Dataset items

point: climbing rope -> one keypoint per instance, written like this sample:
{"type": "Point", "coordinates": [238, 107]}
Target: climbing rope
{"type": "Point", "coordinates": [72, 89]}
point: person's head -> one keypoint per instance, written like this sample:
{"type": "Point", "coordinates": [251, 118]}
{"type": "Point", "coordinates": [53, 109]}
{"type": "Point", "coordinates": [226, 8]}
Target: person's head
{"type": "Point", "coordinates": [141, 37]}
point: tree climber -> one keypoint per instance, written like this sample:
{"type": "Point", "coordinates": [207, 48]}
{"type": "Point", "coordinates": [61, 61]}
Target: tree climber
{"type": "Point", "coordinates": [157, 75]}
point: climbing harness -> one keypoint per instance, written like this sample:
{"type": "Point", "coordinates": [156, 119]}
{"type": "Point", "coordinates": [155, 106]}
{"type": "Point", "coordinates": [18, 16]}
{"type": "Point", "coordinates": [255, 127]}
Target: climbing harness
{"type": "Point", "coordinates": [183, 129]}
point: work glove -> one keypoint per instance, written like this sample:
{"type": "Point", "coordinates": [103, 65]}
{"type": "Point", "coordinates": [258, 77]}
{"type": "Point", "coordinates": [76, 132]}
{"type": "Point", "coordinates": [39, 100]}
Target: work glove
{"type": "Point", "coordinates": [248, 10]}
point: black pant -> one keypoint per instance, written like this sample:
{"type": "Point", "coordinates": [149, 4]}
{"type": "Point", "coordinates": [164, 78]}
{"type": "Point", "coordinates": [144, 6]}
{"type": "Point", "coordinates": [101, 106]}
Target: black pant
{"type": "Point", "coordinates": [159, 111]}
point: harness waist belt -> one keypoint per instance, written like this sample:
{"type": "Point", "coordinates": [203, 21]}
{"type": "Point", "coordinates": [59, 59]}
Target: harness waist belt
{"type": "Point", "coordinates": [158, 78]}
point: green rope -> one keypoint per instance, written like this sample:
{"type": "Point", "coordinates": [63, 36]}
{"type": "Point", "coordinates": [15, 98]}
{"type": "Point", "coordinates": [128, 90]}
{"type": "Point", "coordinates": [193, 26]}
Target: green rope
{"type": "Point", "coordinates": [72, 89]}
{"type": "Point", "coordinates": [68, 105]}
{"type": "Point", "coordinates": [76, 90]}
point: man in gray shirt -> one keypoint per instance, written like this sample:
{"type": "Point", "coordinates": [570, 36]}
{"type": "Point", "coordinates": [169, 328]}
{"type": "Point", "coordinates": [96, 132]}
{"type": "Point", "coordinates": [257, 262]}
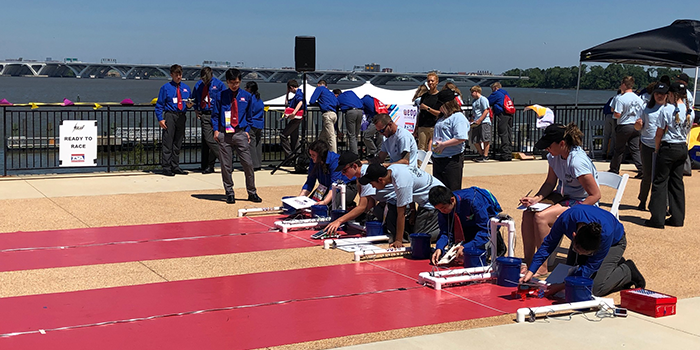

• _DO THIS_
Reproduce every line of the listing, requests included, from the line with "point: green rope" through the end of the listing, multiplying each coordinate in the answers by 0.65 and rounding to whole numbers with halves rounded up. Keep the numbers in the requests and their format samples unchanged, and leave the pictures out of your answer.

• _FULL SOLUTION_
point: green rope -> one keypoint per instance, written like this sample:
{"type": "Point", "coordinates": [63, 36]}
{"type": "Point", "coordinates": [15, 98]}
{"type": "Point", "coordinates": [128, 90]}
{"type": "Point", "coordinates": [193, 26]}
Target: green rope
{"type": "Point", "coordinates": [47, 58]}
{"type": "Point", "coordinates": [44, 68]}
{"type": "Point", "coordinates": [49, 59]}
point: man in gray shirt -> one keypoint per instance, written like this sample:
{"type": "Point", "coordinates": [570, 36]}
{"type": "Point", "coordinates": [169, 328]}
{"type": "Point", "coordinates": [96, 132]}
{"type": "Point", "coordinates": [257, 262]}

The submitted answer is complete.